-- Task prompt --
The string "dark" appears in some lines of the data. Report how many, with no other words.

Records supplied section start

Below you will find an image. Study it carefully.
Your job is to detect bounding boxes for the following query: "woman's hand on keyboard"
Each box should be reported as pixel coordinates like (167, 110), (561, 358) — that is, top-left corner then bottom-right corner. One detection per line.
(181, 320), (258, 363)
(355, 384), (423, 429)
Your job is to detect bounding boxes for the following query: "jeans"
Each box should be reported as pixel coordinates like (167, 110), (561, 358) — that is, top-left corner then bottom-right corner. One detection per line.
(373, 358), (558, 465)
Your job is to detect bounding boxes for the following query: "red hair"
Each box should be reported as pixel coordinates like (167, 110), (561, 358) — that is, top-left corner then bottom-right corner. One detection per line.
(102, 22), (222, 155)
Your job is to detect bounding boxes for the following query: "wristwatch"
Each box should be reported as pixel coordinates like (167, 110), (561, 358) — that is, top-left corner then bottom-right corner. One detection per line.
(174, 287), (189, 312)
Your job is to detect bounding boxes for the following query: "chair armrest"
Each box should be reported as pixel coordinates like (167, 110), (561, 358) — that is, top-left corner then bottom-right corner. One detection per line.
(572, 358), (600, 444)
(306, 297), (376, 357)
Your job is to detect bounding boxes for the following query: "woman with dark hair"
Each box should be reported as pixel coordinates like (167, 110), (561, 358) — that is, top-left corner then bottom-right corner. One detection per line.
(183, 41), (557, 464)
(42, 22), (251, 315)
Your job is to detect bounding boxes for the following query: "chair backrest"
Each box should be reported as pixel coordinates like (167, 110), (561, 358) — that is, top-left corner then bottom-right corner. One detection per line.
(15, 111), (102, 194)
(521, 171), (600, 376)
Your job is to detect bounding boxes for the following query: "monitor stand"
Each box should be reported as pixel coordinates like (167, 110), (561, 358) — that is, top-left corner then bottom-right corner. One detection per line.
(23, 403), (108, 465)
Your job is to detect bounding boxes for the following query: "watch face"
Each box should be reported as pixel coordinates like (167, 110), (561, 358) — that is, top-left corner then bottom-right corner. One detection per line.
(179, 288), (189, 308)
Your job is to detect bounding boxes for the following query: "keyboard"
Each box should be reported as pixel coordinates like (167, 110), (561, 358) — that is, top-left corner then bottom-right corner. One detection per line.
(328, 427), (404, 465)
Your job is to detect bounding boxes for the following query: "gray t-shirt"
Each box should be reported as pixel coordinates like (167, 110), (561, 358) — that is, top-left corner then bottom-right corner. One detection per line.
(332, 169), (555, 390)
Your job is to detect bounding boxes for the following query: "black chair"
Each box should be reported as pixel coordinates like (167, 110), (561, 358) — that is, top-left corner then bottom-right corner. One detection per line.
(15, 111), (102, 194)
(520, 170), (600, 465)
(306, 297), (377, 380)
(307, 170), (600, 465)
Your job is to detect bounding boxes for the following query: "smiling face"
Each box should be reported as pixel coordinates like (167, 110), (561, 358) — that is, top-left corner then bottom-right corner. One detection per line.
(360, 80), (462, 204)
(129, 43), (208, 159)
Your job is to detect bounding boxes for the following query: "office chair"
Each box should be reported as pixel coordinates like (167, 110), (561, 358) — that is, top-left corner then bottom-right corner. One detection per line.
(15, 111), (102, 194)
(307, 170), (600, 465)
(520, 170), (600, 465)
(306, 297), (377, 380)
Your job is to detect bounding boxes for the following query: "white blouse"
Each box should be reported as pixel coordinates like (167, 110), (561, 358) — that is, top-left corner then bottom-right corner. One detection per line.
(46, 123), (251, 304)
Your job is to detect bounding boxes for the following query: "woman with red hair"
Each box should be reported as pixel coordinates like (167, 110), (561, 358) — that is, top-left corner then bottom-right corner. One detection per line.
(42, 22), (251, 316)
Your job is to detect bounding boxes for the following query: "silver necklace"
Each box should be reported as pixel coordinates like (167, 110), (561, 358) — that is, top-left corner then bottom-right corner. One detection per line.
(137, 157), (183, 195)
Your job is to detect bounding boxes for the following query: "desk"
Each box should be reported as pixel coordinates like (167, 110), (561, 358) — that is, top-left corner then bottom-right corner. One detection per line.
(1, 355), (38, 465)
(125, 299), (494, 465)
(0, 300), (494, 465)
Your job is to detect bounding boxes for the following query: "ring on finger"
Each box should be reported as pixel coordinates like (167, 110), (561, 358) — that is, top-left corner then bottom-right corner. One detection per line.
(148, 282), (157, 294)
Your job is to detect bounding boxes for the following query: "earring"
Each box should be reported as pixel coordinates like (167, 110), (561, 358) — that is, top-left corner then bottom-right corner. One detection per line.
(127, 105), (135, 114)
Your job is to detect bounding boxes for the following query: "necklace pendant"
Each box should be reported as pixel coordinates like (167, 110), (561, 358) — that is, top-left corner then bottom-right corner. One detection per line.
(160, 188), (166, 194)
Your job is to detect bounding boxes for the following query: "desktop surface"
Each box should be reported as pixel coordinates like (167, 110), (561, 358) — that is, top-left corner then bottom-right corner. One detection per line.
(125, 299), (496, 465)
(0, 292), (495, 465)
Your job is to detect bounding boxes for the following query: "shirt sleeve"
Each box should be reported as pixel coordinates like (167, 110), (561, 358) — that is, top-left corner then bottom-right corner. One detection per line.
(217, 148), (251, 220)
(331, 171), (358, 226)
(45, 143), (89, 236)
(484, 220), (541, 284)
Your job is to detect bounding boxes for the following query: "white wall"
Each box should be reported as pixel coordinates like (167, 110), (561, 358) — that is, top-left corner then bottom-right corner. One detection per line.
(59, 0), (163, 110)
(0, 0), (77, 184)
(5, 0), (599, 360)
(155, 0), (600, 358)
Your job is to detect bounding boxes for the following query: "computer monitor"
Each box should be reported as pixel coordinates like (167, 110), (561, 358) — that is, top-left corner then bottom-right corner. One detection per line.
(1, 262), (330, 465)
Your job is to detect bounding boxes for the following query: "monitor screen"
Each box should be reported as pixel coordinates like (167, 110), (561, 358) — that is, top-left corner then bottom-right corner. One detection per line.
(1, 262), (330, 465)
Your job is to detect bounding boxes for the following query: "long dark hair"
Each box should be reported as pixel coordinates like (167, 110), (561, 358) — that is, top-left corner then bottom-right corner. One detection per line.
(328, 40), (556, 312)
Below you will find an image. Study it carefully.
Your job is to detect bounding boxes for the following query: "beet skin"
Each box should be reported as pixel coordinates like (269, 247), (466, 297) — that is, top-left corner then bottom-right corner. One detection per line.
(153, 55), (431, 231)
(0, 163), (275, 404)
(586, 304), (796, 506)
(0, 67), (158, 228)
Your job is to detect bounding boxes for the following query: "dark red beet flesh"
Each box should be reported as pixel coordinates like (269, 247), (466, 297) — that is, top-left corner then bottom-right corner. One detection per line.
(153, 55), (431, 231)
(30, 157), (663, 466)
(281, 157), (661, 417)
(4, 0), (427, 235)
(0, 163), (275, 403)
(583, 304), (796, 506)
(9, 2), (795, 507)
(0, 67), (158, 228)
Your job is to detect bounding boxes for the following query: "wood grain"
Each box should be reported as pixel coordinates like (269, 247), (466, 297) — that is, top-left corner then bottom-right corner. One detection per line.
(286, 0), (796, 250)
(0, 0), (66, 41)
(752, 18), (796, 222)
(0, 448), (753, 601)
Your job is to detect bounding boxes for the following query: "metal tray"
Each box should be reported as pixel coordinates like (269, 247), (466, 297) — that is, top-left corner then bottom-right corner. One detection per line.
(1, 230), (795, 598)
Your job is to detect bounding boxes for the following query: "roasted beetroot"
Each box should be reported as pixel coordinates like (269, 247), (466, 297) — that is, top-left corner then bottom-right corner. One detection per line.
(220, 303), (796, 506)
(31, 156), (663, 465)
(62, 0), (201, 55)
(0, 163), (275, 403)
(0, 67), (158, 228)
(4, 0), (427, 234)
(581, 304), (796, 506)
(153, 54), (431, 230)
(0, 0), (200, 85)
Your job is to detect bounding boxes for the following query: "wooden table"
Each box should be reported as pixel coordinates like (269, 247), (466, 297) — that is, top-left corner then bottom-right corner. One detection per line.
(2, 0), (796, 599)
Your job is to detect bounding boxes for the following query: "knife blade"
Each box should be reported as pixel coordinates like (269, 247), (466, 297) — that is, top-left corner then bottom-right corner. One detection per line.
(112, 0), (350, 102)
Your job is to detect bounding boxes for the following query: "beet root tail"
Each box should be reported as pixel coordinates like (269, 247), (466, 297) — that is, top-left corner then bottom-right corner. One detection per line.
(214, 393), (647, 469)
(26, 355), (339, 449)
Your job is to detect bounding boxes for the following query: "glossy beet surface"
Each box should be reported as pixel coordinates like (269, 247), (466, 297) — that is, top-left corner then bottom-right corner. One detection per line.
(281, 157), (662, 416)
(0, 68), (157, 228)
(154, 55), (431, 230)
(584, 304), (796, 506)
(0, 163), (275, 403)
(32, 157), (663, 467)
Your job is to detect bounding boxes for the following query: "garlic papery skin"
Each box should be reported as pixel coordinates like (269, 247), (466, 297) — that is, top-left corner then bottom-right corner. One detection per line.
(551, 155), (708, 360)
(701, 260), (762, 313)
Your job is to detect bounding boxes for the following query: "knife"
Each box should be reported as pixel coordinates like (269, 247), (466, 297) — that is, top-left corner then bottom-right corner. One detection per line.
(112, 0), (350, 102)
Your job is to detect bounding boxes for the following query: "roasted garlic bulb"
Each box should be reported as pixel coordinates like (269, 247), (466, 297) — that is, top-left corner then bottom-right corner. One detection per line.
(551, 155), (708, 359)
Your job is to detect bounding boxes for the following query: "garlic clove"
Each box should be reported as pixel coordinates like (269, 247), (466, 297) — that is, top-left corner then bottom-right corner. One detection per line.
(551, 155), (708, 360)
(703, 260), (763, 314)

Records supplied section end

-- Solution to this task --
3